**The request**
List each line of the material below that contains the string "taped", copying the lines in full and treating case as significant.
## start Given data
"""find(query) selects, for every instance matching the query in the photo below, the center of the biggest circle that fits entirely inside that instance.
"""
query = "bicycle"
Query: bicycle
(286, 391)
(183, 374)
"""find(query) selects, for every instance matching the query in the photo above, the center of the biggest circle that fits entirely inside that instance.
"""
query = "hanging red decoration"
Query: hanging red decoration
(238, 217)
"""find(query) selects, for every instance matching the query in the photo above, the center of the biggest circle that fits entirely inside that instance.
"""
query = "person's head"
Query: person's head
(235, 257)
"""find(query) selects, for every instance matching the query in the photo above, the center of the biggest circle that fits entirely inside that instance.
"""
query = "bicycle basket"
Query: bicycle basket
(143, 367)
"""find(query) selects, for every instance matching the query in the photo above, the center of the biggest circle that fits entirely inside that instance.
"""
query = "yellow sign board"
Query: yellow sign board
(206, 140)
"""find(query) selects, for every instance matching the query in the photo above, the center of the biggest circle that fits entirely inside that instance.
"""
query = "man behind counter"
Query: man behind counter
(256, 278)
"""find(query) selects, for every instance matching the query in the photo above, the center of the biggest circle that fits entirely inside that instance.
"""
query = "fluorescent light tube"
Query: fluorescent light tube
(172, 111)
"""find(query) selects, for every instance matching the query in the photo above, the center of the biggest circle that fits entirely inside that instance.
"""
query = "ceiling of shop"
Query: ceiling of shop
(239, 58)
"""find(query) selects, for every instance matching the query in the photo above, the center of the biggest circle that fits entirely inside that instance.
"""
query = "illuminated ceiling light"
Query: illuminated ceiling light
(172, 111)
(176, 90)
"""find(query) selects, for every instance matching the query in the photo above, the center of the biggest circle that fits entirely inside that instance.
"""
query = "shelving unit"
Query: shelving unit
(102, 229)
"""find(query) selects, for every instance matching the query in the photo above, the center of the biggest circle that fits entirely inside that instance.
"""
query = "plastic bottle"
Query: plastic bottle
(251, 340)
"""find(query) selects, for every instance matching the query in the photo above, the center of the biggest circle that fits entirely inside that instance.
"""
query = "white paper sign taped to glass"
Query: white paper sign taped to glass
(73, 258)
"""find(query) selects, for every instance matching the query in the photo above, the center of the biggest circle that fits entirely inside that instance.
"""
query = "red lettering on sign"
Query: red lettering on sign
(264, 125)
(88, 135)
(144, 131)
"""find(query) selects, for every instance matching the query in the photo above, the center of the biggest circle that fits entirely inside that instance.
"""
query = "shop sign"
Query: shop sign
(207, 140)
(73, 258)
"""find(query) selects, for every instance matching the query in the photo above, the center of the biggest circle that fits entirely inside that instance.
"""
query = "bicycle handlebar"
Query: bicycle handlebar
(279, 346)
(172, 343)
## end Given data
**Complete output**
query = "white paper sign taped to glass"
Query: white paper sign taped to glass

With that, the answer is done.